SOURCE MATERIAL:

— BEGIN —

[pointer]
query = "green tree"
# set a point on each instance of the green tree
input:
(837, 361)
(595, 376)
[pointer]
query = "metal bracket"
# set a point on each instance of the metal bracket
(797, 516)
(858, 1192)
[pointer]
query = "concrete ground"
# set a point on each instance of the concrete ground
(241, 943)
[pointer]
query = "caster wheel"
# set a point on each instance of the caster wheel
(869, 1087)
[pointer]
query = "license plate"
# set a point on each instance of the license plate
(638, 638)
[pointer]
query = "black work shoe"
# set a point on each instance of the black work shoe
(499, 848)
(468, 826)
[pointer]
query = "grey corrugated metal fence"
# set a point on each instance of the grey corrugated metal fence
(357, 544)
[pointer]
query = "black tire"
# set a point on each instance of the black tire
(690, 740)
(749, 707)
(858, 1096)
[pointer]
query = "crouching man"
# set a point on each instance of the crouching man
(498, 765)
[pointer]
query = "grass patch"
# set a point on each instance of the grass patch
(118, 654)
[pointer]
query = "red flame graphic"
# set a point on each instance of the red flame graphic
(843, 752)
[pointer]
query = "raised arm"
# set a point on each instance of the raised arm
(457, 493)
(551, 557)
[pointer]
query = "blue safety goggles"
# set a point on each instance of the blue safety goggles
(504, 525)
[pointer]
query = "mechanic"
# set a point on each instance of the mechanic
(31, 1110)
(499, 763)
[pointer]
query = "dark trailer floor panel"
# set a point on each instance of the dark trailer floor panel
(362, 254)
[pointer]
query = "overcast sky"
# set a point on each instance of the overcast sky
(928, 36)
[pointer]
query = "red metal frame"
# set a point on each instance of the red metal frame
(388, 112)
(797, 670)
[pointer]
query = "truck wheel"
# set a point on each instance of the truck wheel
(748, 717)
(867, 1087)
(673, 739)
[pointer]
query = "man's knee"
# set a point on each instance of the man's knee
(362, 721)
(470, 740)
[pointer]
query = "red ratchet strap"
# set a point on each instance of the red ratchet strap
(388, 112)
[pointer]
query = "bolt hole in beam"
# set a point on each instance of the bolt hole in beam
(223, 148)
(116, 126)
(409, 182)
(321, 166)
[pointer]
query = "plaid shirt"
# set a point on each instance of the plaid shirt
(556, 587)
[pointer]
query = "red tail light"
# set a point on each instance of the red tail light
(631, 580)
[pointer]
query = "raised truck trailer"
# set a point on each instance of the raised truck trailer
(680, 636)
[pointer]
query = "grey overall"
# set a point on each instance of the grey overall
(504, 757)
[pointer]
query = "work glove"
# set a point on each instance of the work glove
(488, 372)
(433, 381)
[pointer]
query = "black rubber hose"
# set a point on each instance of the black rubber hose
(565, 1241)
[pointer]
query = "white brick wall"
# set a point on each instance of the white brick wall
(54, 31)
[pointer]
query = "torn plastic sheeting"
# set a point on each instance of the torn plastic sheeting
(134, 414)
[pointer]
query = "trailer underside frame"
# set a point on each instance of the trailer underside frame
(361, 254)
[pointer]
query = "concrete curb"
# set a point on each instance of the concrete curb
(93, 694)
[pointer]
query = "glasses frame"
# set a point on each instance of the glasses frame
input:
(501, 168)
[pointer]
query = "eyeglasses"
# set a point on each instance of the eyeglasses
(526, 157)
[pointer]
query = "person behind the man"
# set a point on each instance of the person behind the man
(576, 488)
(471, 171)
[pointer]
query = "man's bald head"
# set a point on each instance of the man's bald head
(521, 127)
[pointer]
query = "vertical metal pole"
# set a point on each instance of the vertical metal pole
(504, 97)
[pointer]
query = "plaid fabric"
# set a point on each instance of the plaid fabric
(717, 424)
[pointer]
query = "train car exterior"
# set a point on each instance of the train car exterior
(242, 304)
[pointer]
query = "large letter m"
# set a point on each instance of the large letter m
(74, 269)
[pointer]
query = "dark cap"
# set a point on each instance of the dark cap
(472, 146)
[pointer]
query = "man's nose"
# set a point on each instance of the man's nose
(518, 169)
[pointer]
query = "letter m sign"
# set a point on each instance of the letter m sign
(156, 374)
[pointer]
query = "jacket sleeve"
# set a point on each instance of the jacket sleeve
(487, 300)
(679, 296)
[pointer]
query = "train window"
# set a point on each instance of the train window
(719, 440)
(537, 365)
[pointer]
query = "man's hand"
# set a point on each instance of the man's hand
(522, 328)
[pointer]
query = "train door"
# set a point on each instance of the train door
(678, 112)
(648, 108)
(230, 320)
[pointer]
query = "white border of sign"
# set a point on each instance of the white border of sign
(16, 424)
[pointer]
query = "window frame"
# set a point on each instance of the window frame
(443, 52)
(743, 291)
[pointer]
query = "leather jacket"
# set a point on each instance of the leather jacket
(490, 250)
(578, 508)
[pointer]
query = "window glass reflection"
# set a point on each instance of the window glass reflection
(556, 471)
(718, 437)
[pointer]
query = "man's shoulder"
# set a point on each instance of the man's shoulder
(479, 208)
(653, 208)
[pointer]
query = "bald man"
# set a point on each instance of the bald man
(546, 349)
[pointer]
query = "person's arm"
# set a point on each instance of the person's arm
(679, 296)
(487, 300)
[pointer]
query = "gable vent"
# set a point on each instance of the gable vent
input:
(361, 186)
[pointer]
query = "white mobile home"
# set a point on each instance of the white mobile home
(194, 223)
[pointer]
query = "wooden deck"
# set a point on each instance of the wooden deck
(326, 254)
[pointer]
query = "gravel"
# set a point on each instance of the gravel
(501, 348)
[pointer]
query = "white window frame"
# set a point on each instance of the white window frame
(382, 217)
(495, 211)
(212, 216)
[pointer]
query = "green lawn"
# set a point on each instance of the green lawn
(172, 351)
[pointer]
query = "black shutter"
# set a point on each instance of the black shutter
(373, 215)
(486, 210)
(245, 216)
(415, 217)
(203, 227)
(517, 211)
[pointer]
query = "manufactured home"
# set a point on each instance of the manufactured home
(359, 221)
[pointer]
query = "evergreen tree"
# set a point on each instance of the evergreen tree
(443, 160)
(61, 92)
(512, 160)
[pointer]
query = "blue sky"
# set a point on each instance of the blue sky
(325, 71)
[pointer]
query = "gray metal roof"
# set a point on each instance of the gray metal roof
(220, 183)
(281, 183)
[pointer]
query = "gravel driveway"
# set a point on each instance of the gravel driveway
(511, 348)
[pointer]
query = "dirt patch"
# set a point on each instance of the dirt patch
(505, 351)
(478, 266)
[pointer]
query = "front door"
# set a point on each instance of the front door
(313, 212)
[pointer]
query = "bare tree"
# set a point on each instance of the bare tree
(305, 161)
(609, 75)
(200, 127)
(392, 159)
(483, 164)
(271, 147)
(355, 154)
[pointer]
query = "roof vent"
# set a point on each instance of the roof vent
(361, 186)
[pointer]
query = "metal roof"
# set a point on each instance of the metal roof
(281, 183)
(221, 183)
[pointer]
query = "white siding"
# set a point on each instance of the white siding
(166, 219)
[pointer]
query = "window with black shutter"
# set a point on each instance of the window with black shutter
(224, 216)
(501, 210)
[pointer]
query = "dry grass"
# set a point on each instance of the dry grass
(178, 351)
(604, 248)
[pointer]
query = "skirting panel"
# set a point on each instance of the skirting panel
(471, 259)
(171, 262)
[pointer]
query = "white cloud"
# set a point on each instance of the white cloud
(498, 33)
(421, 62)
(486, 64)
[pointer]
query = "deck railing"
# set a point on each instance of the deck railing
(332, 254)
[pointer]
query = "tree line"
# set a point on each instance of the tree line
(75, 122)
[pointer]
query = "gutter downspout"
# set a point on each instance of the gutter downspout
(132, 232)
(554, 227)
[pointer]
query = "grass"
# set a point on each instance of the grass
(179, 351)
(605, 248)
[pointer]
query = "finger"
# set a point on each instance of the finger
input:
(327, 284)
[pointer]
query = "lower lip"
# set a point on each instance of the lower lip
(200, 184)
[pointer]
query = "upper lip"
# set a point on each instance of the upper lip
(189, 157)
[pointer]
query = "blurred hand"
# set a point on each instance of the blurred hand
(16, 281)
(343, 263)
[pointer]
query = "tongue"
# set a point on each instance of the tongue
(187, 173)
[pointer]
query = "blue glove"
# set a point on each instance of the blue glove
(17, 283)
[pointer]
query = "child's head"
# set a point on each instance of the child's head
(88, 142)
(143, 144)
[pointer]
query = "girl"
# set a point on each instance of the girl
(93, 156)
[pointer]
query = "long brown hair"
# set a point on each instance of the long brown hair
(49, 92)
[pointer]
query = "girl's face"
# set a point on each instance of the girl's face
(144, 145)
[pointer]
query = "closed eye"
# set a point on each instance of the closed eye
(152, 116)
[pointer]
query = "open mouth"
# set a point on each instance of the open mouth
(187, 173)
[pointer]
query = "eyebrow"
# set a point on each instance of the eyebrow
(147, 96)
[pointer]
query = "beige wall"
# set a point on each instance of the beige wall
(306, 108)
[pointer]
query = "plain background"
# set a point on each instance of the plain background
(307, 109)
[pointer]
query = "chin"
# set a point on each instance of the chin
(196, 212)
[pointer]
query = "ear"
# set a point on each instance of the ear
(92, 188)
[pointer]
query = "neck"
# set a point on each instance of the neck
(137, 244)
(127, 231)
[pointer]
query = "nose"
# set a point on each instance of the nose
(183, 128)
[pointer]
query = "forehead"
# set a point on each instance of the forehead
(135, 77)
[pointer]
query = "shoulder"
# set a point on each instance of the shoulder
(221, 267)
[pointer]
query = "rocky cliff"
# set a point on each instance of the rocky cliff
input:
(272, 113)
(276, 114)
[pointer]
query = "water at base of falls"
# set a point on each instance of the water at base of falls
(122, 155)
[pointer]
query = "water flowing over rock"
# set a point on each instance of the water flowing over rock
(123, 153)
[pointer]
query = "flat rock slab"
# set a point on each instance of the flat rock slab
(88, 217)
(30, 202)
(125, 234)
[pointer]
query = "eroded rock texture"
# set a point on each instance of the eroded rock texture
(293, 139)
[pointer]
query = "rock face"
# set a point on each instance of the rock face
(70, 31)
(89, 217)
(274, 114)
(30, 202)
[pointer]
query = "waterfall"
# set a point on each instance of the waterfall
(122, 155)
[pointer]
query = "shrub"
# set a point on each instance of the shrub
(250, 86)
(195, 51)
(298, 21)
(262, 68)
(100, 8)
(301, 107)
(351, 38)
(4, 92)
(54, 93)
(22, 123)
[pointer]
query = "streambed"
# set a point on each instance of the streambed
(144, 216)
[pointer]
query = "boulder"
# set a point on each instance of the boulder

— END —

Repeat the data word for word, starting with its first line and going on through the line that contains "(858, 1192)", with both of those lines included.

[pointer]
query = "green tree"
# set a point on each instance of the green tree
input:
(837, 361)
(595, 376)
[pointer]
query = "metal bracket"
# set a point on each instance of the metal bracket
(797, 516)
(858, 1192)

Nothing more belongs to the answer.